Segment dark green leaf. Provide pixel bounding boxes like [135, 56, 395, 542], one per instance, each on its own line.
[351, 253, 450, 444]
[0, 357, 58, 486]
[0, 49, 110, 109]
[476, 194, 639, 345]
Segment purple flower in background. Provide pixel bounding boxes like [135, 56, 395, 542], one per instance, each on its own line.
--
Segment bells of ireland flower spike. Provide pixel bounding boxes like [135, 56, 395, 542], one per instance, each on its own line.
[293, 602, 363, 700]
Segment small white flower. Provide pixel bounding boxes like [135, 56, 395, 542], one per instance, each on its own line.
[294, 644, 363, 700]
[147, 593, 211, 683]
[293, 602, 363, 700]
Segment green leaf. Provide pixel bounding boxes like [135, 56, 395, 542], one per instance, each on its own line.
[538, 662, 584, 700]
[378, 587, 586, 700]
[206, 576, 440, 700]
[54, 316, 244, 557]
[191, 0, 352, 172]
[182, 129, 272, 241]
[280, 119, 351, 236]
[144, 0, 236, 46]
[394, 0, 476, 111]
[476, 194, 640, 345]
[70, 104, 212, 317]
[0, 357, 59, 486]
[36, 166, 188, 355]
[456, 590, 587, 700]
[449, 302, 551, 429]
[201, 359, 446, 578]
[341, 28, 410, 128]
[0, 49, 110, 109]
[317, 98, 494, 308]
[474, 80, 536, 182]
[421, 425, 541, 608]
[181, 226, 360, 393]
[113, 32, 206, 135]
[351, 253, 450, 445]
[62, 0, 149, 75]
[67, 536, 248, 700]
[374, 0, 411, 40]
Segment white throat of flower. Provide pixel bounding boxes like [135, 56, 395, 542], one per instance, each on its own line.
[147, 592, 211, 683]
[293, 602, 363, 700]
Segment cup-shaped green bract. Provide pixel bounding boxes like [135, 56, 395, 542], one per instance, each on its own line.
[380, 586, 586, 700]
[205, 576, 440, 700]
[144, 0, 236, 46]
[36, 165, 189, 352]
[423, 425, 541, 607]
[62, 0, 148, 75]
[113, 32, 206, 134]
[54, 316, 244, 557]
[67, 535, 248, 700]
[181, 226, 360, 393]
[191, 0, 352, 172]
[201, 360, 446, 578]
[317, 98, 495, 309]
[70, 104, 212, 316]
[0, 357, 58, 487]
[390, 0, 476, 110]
...
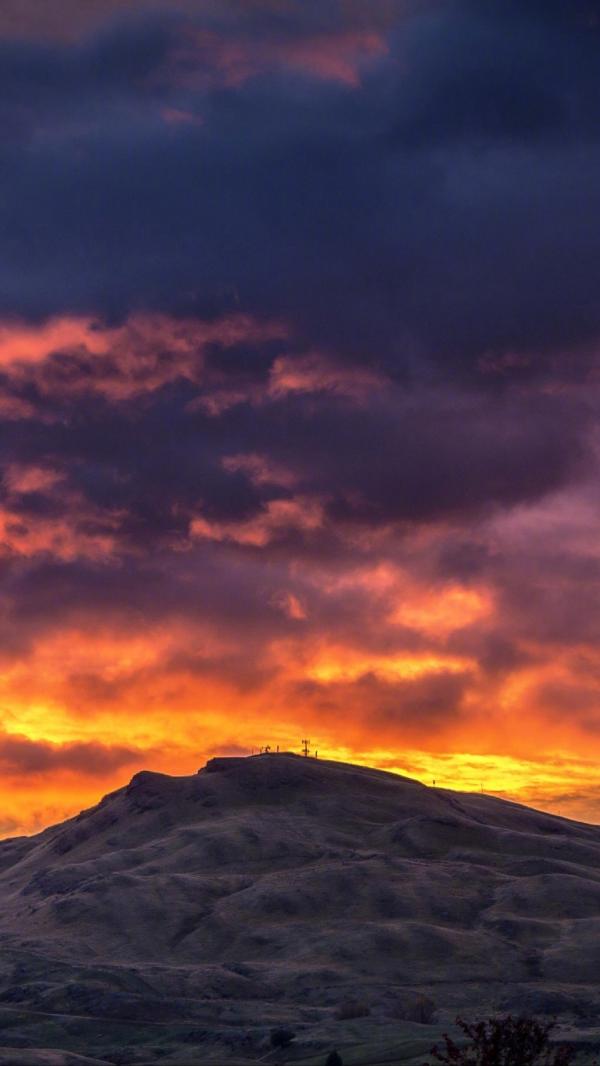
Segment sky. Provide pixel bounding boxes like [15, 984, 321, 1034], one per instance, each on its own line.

**GIVEN EXERCISE**: Please count the lines in the listing above that contain the word "Provide", and reply with only that number.

**SOLUTION BELOW**: 8